• Data extract:
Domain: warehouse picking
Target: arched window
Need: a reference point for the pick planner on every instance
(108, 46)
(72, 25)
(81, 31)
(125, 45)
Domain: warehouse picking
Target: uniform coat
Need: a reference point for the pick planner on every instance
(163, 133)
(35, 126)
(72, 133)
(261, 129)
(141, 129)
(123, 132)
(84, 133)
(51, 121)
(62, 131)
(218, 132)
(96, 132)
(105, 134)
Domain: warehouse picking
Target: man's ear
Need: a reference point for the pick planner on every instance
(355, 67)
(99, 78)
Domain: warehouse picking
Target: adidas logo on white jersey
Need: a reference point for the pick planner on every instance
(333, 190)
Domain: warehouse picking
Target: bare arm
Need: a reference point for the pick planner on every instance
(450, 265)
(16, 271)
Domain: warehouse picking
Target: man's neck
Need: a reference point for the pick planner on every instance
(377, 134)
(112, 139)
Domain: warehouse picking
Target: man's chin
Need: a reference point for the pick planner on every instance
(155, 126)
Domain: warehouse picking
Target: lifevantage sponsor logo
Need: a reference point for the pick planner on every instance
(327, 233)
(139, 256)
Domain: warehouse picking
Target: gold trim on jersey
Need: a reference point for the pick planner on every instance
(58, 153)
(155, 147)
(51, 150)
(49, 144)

==

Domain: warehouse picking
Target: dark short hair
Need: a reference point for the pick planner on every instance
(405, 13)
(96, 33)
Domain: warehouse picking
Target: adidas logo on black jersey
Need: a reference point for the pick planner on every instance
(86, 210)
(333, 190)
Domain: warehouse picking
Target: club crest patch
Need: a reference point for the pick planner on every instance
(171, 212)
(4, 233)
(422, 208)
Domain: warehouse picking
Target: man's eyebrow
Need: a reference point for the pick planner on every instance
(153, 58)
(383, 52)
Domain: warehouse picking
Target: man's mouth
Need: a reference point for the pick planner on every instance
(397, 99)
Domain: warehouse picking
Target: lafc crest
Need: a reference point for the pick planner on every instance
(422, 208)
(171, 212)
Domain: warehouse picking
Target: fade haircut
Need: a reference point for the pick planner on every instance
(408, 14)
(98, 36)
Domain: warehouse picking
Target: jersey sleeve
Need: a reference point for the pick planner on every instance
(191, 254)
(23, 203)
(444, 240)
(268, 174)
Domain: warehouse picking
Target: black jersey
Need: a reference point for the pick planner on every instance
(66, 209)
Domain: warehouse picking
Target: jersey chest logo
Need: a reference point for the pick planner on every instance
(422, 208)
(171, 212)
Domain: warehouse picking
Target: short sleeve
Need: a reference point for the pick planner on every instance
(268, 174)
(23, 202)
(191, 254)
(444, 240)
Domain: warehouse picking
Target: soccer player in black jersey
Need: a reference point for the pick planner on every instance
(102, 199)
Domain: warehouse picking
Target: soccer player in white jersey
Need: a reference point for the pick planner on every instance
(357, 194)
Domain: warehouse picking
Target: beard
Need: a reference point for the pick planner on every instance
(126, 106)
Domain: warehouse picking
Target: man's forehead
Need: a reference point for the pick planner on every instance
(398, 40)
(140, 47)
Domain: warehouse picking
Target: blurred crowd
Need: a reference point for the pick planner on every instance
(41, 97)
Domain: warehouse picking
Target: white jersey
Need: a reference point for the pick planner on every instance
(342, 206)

• Objective:
Locate each line of the material above that contains the string "jersey" and copy those lines out in full.

• Exercise solution:
Target: adidas logo on white jersey
Target: gold trim on jersey
Target: adidas logo on black jersey
Target: jersey sleeve
Target: black jersey
Target: jersey chest logo
Target: soccer player in black jersey
Target: soccer player in white jersey
Target: white jersey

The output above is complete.